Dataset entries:
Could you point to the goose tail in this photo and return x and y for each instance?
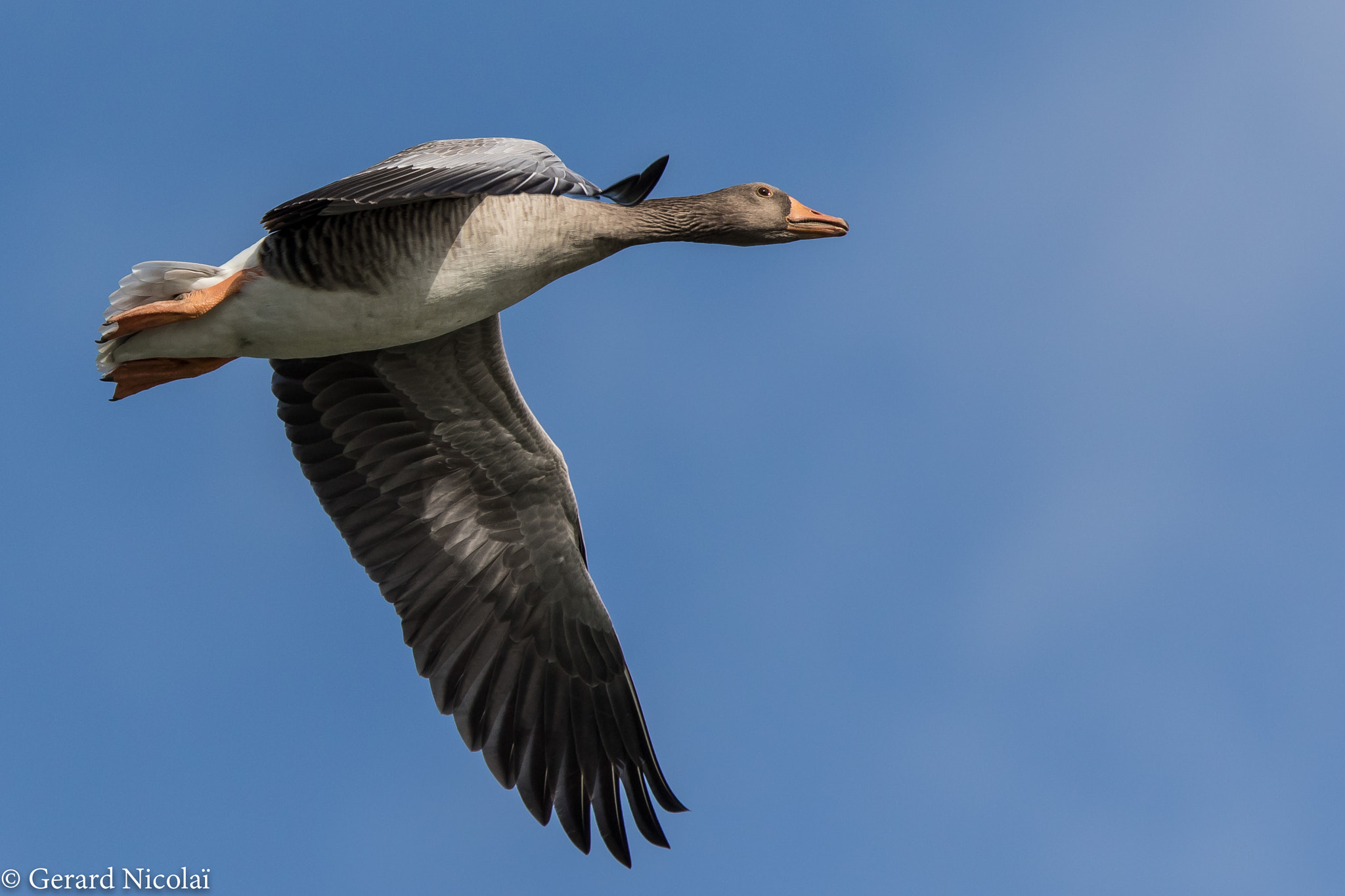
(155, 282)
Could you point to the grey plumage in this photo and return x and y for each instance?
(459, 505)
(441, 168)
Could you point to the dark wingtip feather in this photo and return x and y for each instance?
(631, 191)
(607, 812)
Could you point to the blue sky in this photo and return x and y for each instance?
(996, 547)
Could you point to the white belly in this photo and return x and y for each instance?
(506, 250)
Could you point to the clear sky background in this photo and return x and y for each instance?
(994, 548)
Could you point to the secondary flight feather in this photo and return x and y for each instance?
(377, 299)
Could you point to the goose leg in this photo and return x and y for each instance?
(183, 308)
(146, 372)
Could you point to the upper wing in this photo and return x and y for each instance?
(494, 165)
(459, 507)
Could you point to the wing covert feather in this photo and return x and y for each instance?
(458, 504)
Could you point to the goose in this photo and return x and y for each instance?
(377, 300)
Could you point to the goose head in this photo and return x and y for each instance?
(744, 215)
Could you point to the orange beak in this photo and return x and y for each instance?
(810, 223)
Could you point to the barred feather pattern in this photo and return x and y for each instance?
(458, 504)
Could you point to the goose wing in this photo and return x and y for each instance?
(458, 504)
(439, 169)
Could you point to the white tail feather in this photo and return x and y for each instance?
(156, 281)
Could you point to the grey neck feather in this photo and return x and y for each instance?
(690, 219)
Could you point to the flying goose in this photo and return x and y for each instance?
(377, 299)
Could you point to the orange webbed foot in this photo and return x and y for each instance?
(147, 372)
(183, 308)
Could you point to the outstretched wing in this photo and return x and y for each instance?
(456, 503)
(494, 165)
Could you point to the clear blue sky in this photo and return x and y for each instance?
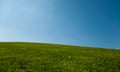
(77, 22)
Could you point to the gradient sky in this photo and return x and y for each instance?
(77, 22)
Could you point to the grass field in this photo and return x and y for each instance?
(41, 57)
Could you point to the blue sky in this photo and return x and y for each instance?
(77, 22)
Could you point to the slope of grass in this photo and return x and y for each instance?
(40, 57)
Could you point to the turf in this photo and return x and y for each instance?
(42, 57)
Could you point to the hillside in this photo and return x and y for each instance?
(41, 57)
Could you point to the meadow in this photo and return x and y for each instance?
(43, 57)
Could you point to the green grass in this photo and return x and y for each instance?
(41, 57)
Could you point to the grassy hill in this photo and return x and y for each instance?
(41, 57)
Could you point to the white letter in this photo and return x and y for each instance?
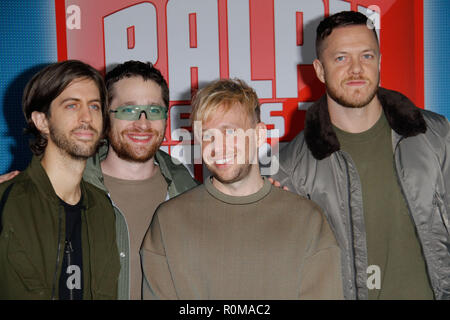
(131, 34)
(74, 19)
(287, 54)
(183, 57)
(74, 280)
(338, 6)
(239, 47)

EXERCISE OBJECTIVE:
The expected output is the exact run of lines from the one containing "Could you point to the hillside" through the final line of the data above, both ends included, with no pictures.

RESPONSE TO THIS EXERCISE:
Could you point to the hillside in this photo and return x and y for each instance?
(41, 57)
Could you point to the meadow in this photo and return x and y for each instance?
(43, 57)
Could you point to the green grass in this photo and return x and y for each instance?
(41, 57)
Could you point to the grassy hill in this photo and return x and y for each instance?
(41, 57)
Could you point to the white letter in this photo and return x and y for each instance?
(131, 34)
(74, 19)
(287, 54)
(183, 57)
(74, 280)
(338, 6)
(239, 47)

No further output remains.